Start of Input for this task
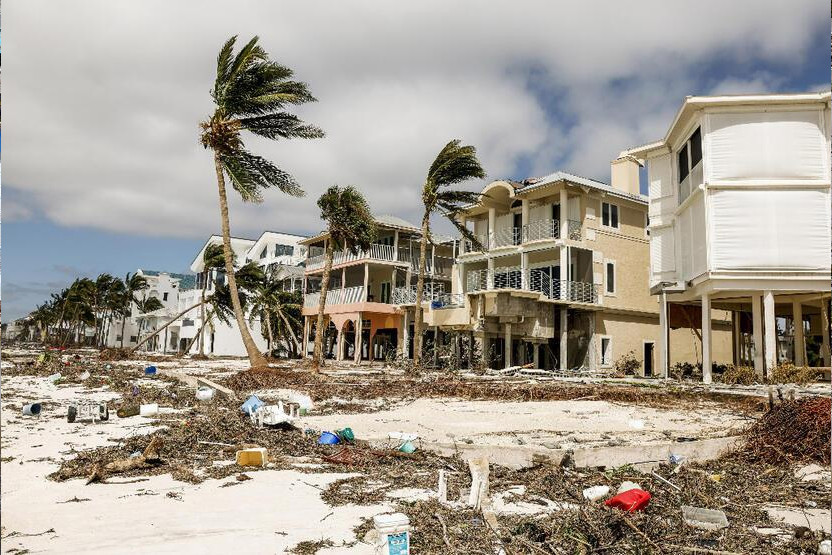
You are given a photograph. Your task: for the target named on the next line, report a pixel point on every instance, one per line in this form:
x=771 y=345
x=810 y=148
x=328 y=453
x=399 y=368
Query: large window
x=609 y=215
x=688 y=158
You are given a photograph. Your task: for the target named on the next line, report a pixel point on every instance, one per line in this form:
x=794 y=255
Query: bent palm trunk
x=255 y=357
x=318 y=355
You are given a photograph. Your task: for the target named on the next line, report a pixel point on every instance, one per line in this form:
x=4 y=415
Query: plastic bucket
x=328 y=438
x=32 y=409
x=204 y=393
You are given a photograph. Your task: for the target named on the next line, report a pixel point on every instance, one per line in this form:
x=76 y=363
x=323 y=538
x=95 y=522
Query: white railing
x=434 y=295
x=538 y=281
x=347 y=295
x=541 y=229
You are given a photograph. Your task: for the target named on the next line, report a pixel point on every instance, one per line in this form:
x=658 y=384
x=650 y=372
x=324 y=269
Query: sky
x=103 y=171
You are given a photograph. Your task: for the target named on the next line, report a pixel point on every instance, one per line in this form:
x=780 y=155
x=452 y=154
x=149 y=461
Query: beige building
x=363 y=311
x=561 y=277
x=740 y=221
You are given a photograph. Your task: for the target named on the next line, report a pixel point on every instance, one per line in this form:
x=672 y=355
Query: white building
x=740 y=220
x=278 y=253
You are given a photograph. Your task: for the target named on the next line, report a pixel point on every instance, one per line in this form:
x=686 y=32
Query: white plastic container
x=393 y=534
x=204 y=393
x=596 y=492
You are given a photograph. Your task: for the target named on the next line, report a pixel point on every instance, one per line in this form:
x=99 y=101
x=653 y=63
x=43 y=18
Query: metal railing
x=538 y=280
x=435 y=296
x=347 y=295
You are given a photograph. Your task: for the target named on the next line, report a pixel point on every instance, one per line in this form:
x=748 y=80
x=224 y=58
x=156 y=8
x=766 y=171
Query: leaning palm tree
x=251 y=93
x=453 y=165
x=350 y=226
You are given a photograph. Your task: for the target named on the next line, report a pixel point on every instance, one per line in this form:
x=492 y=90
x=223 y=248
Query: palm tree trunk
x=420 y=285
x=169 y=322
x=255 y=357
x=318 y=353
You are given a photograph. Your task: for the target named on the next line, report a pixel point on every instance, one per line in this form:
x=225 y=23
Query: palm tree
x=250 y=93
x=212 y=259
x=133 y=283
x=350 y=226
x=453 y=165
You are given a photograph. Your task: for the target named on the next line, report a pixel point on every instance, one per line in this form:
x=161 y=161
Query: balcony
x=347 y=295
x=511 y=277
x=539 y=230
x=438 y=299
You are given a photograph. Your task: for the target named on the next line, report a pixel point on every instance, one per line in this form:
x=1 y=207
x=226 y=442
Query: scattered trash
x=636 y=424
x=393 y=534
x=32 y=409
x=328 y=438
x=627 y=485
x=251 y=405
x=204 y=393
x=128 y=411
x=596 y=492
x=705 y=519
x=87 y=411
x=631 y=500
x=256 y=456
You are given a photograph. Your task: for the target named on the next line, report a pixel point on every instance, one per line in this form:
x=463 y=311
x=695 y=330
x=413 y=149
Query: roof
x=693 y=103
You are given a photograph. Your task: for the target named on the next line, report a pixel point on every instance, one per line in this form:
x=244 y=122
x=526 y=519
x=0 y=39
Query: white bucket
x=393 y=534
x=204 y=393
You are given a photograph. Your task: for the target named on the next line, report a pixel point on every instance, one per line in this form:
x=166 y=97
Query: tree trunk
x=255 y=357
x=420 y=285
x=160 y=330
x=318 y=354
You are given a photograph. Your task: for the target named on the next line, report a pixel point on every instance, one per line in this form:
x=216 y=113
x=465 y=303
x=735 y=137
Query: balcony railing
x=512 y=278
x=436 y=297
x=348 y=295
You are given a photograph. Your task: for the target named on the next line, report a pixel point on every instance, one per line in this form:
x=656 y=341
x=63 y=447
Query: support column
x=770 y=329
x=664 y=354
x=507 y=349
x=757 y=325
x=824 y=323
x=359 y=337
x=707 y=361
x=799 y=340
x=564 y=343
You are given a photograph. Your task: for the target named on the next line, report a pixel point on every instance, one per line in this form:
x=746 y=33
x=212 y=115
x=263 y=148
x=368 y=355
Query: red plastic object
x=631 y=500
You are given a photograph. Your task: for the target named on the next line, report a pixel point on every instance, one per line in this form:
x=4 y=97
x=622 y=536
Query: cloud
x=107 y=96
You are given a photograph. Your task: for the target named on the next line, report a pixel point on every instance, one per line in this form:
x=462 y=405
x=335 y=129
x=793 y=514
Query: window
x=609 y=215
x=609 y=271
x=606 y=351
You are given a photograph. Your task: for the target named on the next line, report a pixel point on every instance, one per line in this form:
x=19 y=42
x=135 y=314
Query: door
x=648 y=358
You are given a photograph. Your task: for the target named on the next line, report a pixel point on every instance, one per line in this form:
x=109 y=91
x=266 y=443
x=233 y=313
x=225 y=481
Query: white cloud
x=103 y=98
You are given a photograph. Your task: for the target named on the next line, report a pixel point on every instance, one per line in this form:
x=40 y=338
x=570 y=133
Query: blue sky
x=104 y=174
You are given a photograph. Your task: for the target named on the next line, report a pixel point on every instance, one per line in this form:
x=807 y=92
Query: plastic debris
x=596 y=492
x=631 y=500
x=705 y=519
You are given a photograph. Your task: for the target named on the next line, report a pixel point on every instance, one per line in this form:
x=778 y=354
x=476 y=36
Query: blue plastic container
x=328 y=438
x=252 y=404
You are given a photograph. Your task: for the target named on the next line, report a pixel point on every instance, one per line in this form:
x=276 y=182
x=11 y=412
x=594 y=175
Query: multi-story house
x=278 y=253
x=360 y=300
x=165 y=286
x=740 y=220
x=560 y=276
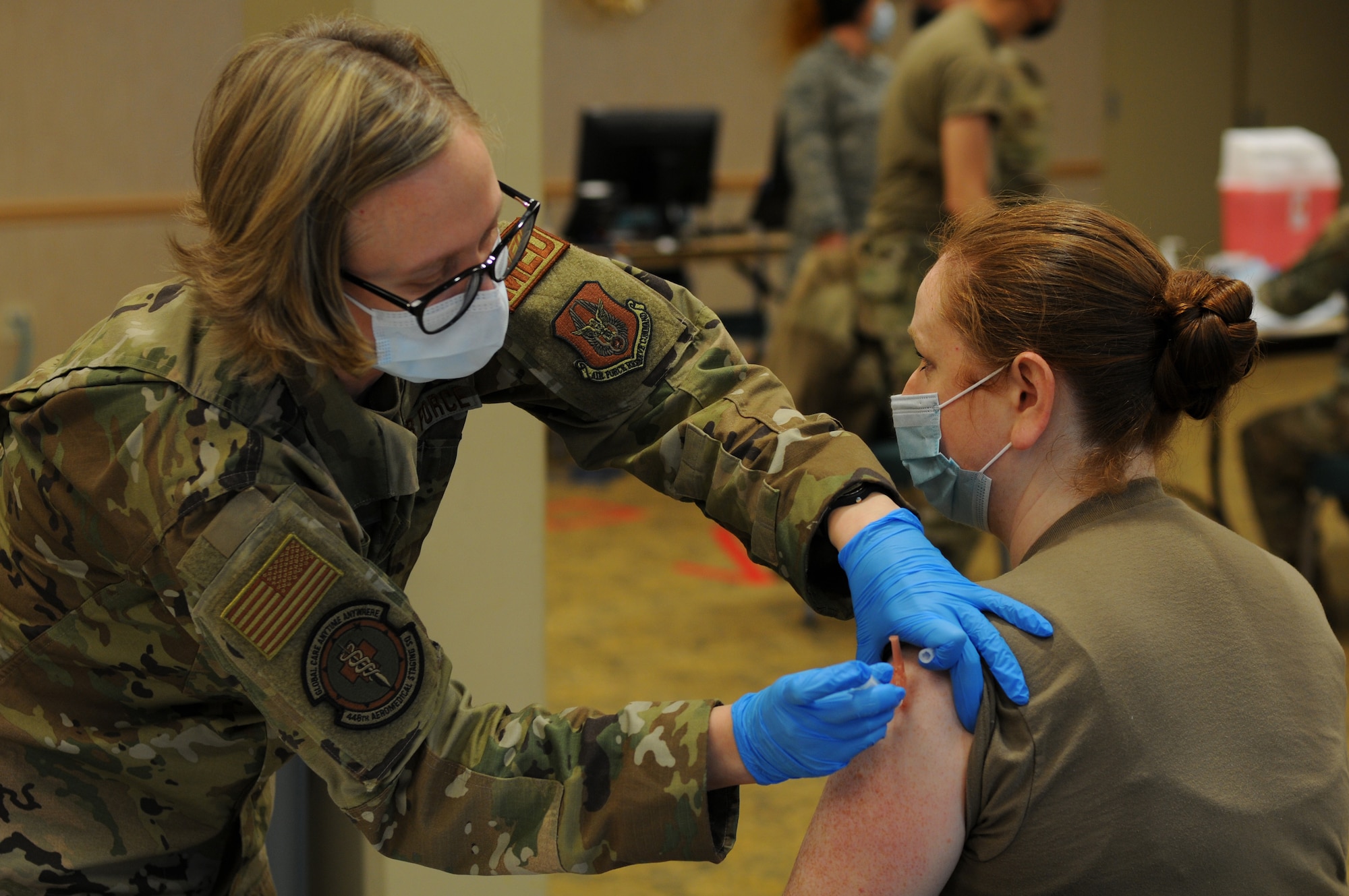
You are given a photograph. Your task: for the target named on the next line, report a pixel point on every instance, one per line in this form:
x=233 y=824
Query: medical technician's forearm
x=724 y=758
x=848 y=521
End of Input for this task
Start of Input for this task
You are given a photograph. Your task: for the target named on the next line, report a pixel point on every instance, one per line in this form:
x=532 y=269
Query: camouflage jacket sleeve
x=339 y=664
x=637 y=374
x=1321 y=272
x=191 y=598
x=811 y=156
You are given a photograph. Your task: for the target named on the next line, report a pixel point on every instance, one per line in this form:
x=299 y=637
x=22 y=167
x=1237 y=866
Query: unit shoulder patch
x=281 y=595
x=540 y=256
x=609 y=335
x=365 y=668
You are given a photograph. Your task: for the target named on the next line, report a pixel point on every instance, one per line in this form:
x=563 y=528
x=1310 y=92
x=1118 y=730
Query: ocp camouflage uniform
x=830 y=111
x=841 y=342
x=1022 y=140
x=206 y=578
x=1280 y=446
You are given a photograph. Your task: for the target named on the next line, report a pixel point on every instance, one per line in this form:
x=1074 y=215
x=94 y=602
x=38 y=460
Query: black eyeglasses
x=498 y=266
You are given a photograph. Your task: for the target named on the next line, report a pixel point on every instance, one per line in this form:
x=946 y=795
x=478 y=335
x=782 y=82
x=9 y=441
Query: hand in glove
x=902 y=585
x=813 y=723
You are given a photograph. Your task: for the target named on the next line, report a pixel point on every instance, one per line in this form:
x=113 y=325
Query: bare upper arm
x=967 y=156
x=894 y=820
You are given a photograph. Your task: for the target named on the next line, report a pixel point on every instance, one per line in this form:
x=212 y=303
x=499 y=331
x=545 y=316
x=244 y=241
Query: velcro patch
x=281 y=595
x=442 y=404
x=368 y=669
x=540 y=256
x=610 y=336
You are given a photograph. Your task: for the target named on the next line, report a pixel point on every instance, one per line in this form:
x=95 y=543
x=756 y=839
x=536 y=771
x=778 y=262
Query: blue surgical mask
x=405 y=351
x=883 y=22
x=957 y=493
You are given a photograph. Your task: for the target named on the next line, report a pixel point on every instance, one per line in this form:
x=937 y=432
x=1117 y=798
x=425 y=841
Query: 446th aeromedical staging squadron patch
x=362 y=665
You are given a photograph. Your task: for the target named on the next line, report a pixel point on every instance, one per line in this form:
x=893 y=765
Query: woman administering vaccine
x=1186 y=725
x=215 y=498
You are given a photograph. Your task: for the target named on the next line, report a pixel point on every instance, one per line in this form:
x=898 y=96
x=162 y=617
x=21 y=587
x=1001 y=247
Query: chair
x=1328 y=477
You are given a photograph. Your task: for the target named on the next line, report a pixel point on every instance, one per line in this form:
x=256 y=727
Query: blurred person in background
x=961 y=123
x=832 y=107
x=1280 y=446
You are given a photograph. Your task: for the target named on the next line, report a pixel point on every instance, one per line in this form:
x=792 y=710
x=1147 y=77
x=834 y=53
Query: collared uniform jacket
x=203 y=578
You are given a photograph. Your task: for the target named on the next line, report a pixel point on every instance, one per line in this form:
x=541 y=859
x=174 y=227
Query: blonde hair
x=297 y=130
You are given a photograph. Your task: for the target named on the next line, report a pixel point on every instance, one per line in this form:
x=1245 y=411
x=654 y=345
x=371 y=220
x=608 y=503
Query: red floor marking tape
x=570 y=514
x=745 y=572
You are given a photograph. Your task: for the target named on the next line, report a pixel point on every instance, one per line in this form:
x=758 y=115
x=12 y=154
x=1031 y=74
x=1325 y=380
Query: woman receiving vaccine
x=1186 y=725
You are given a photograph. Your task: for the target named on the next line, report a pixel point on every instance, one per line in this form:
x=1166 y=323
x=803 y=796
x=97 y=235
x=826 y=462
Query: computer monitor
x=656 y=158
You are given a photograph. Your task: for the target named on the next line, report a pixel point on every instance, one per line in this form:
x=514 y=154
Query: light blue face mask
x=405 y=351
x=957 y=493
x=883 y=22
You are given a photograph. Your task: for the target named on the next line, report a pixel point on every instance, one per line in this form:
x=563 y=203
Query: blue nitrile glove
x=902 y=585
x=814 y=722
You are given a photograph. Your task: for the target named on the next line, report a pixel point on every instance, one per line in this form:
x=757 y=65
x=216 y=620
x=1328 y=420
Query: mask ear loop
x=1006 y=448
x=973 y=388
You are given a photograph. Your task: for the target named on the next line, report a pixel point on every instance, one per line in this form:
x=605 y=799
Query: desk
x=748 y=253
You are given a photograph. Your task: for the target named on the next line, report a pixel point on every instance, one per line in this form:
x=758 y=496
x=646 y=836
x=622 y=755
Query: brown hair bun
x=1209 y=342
End of Input for this task
Start of Input for this task
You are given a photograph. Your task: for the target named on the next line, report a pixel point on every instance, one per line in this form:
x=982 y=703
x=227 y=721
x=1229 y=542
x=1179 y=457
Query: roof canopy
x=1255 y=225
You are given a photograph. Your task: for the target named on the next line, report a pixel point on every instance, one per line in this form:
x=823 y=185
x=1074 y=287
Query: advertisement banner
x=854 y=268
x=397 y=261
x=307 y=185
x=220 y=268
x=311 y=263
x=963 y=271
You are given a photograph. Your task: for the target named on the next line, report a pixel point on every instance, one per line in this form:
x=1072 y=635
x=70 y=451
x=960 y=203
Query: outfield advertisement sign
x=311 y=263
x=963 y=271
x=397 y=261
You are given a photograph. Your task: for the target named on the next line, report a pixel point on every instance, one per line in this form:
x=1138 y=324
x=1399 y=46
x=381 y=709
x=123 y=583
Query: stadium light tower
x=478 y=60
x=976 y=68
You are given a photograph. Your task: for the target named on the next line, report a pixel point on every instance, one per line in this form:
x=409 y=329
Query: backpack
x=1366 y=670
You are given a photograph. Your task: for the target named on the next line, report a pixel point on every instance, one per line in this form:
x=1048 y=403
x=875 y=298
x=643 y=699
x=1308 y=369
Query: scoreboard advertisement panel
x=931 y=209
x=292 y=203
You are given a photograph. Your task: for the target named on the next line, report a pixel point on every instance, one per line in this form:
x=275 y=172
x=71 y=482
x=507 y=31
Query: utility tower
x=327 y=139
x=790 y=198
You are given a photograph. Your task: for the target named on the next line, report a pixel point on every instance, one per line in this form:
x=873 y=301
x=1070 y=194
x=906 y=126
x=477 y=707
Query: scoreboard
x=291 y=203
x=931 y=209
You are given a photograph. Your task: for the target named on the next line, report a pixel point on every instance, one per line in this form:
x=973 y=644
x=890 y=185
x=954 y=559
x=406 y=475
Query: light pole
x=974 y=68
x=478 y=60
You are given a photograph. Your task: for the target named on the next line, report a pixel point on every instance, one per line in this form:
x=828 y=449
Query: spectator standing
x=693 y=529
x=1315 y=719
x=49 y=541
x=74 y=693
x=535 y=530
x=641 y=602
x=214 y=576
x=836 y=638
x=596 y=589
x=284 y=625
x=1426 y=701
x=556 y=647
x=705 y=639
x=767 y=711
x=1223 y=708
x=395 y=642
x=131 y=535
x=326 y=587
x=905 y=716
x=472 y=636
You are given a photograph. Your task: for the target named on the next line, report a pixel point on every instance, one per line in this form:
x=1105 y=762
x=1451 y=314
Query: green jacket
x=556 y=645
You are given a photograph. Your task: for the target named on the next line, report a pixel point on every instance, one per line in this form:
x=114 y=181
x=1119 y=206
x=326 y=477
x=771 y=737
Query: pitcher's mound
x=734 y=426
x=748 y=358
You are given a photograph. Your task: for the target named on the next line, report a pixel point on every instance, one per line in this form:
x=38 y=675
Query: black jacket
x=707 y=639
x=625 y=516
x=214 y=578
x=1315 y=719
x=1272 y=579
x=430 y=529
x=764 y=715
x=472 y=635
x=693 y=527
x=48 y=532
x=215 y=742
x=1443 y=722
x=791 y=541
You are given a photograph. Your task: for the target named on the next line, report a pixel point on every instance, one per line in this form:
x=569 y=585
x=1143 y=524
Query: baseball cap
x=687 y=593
End of Input for this task
Exercise aim: Return every line in the three blocks above that contains the word "blue", matching case exactly.

Exercise result:
Query: blue sky
Query: blue plastic container
Query: blue surgical mask
Query: light blue face mask
Query: blue nitrile glove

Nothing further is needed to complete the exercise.